__What you need to do__.
**a)** In the stringr tutorial, which installment of the series is it?
**b)** Retype the part of the stringr tutorial that opens with the words containing "string_b <- 'double" and closes with "str_length(string_a)".
**c)** Continue the stringr tutorial from where it stops.

__Selected excerpt__.
--

Unpacking the Tidyverse - stringr


Introduction

This is the sixth of eight installments of my Unpacking the Tidyverse series. Each installment focuses on one of the eight core packages in Hadley Wickham’s tidyverse. Instructions given in each post are mainly derived from Hadley’s textbook, R for Data Science, and CRAN package documentation. This installment of Unpacking the Tidyverse focuses on the string manipulation package, stringr. The previous installment focuses on the tibble package, and can be found here. The next installment focuses on the forcats package, and can be found here.

Strings are simply arrays of characters in your dataset. Strings can contain numbers, letters, special symbols; really anything you decide to stick between two quotation marks. The tidyverse’s stringr function allows you to manipulate these strings with the help of regular expressions. While I won’t be explaining regular expressions in this post, I’ll link to some useful resources to help you learn to use them. But before we do anything, we must load the ever-useful tidyverse.


library('tidyverse')


Creating Strings


Let’s quickly cover how to make strings, before we learn how to manipulate them.

string_a <- "this is how you make a string"
string_b <- 'double or single quotes work'
string_c_d <- c("what if I want quotes you ask?",
                "easy! put a \ before your quotes")
strings <- c(string_a, string_b, string_c_d)


Simple Stringr Functions


All stringr functions start with str_, so if you’ve forgot the name of the stringr function you’re looking for, RStudio will provide you with all the functions in its autocomplete for str_.

The easiest stringr function is str_length(). str_length() measures the number of characters in the its primary argument. There are 23 letters and 6 spaces, making a total of 29 characters in string_a.

str_length(string_a)

## [1] 29


If you give the function a vector of strings, it will measure the length of each individual element.

str_length(strings)

## [1] 29 28 30 31


Now that we can count them, let’s concatenate them! str_c is a function that tacks one string onto the end of another, given a defined separator.

str_c(string_a, string_b, sep=", ")

## [1] "this is how you make a string, double or single quotes work"


Another potentially useful function is substrings, str_sub. Substrings extracts and replaces substrings from a character vector, typically taking 3 input arguments. The first is your character vector, the second is where to start the substitution, and the third argument is where to end the substitution.

str_sub(strings, 10) <- " ...PSYCH!"
strings

## [1] "this is h ...PSYCH!" "double or ...PSYCH!" "what if I ...PSYCH!"
## [4] "easy! put ...PSYCH!"

--

__Entries supplied__.
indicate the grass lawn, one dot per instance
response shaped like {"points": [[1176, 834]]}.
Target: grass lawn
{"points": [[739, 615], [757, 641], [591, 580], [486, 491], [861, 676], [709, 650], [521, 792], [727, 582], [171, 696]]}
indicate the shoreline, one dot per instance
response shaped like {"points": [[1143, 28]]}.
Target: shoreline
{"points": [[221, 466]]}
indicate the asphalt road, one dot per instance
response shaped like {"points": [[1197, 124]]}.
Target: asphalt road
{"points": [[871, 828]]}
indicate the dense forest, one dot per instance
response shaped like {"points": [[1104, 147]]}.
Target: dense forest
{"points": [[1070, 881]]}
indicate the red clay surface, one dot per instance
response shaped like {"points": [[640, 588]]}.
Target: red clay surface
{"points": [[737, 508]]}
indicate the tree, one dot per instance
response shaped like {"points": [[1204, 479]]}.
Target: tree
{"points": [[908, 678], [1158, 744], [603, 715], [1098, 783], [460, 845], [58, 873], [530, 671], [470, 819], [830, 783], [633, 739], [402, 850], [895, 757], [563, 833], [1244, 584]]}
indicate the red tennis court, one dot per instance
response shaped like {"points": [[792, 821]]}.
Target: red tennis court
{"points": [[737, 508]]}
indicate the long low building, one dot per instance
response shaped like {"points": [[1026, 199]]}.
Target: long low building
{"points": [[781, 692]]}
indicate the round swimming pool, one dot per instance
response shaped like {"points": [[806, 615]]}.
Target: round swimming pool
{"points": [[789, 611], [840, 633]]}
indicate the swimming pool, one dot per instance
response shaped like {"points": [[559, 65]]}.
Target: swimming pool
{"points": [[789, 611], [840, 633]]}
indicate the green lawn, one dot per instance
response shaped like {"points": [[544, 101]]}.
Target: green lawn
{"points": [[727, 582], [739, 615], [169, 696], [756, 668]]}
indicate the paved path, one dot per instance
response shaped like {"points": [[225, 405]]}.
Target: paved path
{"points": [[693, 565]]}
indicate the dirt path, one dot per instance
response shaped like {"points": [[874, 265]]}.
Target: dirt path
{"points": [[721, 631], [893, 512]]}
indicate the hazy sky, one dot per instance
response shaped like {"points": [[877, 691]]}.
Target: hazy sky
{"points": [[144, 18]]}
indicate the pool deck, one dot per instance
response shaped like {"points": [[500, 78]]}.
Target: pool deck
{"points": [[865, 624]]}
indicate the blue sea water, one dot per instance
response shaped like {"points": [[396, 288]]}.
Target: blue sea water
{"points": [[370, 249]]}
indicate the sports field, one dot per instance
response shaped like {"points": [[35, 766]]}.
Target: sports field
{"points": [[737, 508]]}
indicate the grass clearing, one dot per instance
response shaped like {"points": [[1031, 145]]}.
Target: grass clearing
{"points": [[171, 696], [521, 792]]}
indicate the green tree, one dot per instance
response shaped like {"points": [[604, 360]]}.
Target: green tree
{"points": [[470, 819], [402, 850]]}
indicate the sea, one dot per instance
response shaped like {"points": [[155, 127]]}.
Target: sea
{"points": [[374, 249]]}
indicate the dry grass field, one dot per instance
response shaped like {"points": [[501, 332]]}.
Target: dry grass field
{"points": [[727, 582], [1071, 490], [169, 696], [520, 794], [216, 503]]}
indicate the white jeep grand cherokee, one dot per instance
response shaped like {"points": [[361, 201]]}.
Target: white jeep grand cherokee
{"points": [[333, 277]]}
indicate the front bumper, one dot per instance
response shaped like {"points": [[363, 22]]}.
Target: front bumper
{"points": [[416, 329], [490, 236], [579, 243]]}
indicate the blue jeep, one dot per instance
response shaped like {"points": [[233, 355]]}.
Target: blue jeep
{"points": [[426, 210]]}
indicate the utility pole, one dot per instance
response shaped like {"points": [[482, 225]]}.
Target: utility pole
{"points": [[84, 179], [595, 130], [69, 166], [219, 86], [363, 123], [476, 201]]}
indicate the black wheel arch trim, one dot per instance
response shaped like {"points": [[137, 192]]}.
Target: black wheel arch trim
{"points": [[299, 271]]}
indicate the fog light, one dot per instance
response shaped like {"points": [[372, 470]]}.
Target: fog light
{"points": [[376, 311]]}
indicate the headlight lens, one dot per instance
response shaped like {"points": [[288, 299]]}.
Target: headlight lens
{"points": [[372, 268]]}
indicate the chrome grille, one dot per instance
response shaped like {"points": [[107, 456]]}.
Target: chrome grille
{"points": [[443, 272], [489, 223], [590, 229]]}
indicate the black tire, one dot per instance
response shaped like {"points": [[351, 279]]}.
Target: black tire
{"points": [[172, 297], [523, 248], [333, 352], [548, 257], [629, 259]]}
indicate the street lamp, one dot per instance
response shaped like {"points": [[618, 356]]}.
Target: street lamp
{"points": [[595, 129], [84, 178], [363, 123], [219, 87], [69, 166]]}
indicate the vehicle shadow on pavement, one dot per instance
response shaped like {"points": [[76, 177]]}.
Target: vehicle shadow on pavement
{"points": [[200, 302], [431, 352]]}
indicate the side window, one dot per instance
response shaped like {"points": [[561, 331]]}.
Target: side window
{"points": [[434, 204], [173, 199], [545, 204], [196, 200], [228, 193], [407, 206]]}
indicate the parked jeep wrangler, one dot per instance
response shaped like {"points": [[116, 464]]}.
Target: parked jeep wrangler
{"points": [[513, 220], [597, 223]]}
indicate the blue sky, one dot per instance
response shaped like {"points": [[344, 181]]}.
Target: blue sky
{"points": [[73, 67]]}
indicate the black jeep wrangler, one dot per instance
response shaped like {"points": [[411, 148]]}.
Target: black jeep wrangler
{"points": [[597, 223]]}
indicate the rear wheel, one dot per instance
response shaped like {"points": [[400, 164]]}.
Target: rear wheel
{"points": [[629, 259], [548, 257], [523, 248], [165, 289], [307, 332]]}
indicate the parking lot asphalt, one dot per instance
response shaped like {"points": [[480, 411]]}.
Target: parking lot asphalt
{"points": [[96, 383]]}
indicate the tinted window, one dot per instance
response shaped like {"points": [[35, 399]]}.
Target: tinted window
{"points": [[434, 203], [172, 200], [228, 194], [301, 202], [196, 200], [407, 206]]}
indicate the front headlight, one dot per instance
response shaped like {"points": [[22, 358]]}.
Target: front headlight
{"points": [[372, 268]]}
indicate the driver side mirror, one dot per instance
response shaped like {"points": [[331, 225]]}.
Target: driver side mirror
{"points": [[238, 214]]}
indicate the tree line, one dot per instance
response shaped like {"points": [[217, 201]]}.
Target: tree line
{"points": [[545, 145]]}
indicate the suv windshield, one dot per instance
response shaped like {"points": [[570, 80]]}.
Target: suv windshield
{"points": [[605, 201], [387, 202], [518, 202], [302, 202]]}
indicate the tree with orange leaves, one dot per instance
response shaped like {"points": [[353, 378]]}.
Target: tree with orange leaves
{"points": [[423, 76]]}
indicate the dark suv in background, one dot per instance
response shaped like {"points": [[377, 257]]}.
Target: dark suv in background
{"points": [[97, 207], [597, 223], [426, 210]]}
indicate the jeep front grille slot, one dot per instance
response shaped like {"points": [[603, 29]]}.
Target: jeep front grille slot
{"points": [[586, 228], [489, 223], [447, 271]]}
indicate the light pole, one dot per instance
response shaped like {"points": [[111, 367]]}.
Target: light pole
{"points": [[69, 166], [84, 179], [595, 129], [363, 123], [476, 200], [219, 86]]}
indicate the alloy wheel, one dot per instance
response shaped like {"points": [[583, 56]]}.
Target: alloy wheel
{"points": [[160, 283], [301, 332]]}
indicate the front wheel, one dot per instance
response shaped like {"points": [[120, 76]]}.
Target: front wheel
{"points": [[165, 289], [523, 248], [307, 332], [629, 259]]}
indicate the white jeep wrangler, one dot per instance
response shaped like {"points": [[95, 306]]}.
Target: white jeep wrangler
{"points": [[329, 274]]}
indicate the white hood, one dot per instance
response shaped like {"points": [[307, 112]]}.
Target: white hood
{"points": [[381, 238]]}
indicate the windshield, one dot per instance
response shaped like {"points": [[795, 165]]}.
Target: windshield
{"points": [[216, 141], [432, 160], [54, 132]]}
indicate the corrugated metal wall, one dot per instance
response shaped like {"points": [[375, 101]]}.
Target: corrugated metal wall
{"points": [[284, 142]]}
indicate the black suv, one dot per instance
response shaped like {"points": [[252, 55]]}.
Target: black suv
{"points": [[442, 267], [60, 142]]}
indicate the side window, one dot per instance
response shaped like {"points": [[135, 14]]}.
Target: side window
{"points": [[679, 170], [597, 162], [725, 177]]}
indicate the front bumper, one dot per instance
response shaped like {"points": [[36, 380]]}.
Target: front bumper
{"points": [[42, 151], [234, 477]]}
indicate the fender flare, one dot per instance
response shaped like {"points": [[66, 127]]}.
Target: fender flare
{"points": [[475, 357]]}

--

__Responses__.
**a)** The sixth of eight installments.

**b)**
string_b <- 'double or single quotes work'
string_c_d <- c("what if I want quotes you ask?",
                "easy! put a \ before your quotes")
strings <- c(string_a, string_b, string_c_d)


Simple Stringr Functions


All stringr functions start with str_, so if you’ve forgot the name of the stringr function you’re looking for, RStudio will provide you with all the functions in its autocomplete for str_.

The easiest stringr function is str_length(). str_length() measures the number of characters in the its primary argument. There are 23 letters and 6 spaces, making a total of 29 characters in string_a.

str_length(string_a)

**c)**
The final fun-and-easy function I’ll cover is str_sort. String sort alphabetically sorts strings in a character vector. It has several useful options allowing for reverse alphabetical sorting, different languages, and NA values.

str_sort(strings)

## [1] "double or ...PSYCH!" "easy! put ...PSYCH!" "this is h ...PSYCH!"
## [4] "what if I ...PSYCH!"


Regular Expression Resources


Stringr really becomes useful when you use regular expressions to help it sort through massive amounts of character vectors. RStudio’s stringr cheatsheet has an excellent section on RegEx’s on its second page. If you’re still not sure on how regular expressions work, check out this article on the stringr website.


Pattern Matching with Stringr

The vignette associated with stringr has wonderful examples on how to use stringr’s pattern matching functions; check it out for great examples of all the pattern matching functions and more.

The pattern matching functions all work in a similar way, so I won’t be giving examples for each of them. All the functions take a targeted character vector as their first argument. The regular expression that describes the pattern you’re searching for is the second argument. Things like separators and other options come last. Here’s an overview of the pattern matching functions and what they do.


Stringr Pattern Matching Functions

str_detect()      - returns T/F if pattern is found
str_subset()      - returns the elements that match pattern
str_count()       - counts the number of pattern matches
str_locate()      - returns the location of the first pattern match
str_locate_all()  - returns the location of all pattern matches
str_extract()     - extracts the first pattern match
str_extract_all() - extracts all pattern matches
str_replace()     - replaces the first pattern match 
str_replace_all() - replaces all pattern matches
str_split()       - splits pattern matches into individual elements


To demonstrate two of my favorite pattern matching functions, I’ll create some data to sift through. This data comes from the stringr vignette.

# Create some strings that include phone numbers
strings <- c(
  "Ralph", 
  "970 313 8955", 
  "989-344-6480", 
  "Work: 822-541-1234; Home: 543.355.3679"
)

# Create a regular expression that identifies phone numbers
phone <- "([2-9][0-9]{2})[- .]([0-9]{3})[- .]([0-9]{4})"


String count, str_count is a simple function that tells you how pattern matches are in each string:

str_count(strings, phone)

## [1] 0 1 1 2


String replace all has obvious uses; it’s important to note that str_replace_all takes a third argument defining the replacement string.

str_replace_all(strings, phone, "XXX-XXX-XXXX")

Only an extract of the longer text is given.